--- SOURCE RECORDS Enclosed Below ---

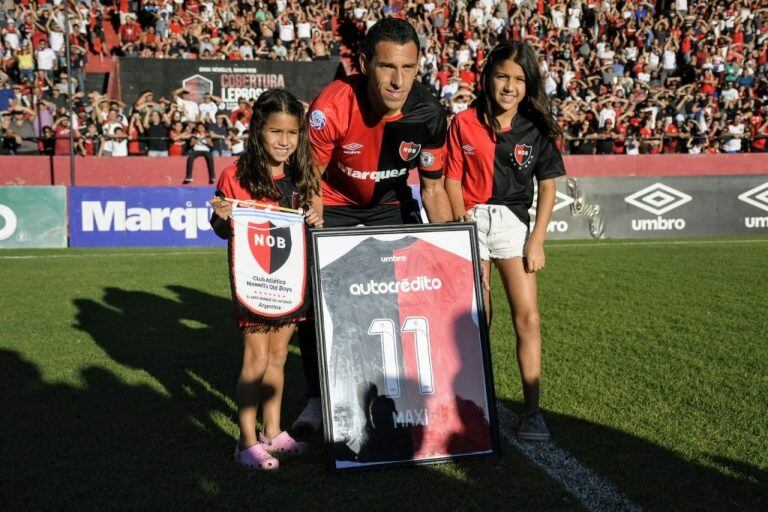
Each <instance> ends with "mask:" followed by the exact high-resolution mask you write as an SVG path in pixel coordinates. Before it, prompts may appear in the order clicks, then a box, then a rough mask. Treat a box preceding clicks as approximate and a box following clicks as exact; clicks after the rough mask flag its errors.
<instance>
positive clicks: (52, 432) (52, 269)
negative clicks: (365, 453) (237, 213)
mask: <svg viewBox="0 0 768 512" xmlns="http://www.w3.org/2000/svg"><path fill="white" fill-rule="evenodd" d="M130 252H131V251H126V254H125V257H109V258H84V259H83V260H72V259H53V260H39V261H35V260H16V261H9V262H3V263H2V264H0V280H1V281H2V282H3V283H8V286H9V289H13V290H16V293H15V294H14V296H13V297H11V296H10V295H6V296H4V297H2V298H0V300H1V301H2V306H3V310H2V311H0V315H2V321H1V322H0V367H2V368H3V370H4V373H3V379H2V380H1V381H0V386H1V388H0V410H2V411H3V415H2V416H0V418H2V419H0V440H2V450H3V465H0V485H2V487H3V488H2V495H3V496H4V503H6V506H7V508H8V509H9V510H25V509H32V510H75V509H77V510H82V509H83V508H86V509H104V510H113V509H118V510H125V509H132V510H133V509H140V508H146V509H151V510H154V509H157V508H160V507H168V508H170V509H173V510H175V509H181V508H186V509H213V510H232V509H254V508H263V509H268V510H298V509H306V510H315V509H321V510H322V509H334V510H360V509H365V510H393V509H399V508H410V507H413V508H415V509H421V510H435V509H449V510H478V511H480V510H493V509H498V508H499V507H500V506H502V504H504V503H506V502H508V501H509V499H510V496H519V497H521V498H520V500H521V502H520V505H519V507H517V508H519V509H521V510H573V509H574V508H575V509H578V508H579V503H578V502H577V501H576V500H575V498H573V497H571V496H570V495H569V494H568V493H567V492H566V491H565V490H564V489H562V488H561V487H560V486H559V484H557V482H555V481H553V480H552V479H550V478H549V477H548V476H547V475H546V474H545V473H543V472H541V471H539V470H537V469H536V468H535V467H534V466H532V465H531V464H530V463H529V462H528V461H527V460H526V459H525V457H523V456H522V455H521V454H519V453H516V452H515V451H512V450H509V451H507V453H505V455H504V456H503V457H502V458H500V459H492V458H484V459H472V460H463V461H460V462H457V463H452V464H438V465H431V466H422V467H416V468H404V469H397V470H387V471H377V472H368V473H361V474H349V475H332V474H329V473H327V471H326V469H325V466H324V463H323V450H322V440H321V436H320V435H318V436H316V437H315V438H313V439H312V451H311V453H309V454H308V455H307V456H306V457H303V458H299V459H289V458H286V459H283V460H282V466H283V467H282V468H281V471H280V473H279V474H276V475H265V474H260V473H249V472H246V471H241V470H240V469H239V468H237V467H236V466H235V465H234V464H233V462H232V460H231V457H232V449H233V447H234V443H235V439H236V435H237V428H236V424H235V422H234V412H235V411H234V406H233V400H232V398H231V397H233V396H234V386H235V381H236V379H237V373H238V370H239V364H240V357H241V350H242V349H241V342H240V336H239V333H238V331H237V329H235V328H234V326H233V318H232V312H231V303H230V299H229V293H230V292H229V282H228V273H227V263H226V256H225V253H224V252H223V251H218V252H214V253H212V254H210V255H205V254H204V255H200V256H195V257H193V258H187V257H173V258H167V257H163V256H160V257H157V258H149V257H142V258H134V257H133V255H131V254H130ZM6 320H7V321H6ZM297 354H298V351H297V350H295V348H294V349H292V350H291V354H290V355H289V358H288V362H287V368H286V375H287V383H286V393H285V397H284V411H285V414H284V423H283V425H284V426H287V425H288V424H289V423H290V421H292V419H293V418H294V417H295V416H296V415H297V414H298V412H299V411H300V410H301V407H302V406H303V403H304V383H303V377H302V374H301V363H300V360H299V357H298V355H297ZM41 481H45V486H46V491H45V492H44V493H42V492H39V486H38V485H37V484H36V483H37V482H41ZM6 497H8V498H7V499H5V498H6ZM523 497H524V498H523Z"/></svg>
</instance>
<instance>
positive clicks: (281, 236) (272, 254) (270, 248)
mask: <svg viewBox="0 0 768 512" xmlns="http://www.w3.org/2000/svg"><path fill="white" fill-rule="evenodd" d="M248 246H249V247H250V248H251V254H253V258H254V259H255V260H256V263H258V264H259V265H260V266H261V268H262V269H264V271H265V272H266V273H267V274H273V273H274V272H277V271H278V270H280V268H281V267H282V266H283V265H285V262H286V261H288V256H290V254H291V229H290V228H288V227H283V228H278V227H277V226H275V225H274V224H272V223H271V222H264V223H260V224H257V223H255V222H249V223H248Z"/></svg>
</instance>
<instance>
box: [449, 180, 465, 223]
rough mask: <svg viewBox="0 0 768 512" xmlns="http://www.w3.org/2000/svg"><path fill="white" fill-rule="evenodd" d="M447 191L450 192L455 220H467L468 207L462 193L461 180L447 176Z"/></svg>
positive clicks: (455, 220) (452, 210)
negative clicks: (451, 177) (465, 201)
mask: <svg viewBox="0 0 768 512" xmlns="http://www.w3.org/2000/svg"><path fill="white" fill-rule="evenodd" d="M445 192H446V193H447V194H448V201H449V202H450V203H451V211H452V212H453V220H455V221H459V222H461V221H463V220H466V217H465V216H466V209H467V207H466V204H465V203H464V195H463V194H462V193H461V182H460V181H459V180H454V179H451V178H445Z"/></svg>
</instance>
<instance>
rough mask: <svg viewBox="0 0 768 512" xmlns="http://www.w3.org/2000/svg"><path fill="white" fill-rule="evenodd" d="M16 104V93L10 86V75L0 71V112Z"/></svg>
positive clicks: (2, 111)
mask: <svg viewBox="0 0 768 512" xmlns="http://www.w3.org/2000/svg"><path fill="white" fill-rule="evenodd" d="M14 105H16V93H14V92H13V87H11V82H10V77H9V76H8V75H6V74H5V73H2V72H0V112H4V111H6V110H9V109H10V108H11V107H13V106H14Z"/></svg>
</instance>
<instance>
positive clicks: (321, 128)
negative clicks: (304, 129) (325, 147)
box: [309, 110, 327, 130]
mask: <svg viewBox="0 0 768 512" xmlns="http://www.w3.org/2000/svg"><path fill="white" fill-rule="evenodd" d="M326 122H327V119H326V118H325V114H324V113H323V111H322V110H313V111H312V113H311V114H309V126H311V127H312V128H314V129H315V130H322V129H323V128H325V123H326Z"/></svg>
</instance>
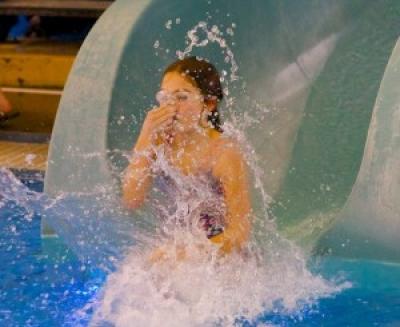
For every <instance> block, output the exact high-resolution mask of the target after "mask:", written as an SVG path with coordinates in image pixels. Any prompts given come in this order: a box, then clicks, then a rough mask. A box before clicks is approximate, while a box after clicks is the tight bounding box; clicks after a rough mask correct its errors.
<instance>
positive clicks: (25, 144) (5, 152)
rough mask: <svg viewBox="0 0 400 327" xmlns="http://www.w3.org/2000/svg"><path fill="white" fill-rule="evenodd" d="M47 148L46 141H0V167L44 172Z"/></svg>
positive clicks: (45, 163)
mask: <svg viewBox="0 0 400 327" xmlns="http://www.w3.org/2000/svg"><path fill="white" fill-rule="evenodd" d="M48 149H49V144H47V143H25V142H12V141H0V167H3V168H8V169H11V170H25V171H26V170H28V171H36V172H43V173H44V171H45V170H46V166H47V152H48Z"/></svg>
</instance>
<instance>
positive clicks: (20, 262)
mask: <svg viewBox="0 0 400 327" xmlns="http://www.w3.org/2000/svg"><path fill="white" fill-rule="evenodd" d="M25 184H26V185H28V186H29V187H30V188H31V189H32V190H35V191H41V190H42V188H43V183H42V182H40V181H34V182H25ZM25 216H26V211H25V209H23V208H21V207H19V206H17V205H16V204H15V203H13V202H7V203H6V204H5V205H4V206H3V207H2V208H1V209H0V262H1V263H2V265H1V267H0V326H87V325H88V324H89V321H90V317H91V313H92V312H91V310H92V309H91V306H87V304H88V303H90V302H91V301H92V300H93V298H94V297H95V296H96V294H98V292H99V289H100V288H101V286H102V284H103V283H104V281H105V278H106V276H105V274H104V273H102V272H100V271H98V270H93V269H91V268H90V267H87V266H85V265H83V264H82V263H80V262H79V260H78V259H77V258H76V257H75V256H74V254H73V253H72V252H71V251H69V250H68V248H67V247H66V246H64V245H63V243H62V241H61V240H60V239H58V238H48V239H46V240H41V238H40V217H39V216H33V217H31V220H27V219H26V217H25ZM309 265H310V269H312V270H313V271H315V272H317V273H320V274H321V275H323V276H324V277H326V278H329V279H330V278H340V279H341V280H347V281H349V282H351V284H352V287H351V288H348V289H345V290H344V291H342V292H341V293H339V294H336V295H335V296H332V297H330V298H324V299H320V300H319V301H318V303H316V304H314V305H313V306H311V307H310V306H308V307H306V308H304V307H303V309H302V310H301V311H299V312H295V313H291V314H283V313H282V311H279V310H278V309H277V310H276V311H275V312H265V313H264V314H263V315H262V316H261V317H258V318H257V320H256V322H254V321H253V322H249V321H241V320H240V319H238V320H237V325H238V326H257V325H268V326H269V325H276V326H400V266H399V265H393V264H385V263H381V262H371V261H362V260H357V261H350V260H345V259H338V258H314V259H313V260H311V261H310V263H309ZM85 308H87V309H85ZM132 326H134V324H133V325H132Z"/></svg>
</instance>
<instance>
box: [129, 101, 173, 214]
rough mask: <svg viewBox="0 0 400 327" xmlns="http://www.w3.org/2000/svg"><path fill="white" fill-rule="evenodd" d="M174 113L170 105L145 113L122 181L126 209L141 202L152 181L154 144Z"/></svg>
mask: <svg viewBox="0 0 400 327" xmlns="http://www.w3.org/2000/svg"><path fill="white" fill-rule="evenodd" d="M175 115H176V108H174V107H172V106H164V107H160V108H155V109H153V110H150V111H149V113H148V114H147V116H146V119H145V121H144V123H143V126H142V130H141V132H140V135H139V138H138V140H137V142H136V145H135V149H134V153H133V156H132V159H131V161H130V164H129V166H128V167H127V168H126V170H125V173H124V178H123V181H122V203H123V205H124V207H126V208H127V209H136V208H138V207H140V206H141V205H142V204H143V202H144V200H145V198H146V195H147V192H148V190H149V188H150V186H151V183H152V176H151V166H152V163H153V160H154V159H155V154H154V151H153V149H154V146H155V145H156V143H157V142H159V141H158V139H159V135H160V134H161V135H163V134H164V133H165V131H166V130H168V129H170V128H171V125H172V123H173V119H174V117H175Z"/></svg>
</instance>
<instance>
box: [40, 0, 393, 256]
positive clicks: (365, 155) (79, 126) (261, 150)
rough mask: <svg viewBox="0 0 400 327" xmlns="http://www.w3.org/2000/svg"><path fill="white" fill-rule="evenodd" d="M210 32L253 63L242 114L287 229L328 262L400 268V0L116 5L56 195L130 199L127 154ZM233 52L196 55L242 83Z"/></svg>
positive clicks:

--- End of Enclosed SOURCE RECORDS ---

THE TASK => Scan the entries above for the word "approximate", then copy every line in which it occurs.

COMPLETED TASK =>
Each <instance> ends with "mask:" followed by the exact high-resolution mask you write as an SVG path in pixel coordinates. Before it, prompts may appear in the order clicks, then a box, then a rough mask. Treat a box preceding clicks as approximate and a box following clicks as exact; clicks after the rough mask flag its errors.
For every <instance> block, output the exact high-resolution mask of the target after "mask:", written as an SVG path with coordinates in image pixels. Any prompts given come in this order: a box, then clicks, then a rough mask. A box before clicks is approximate, while a box after clicks is the tight bounding box; clicks after a rough mask correct its errors.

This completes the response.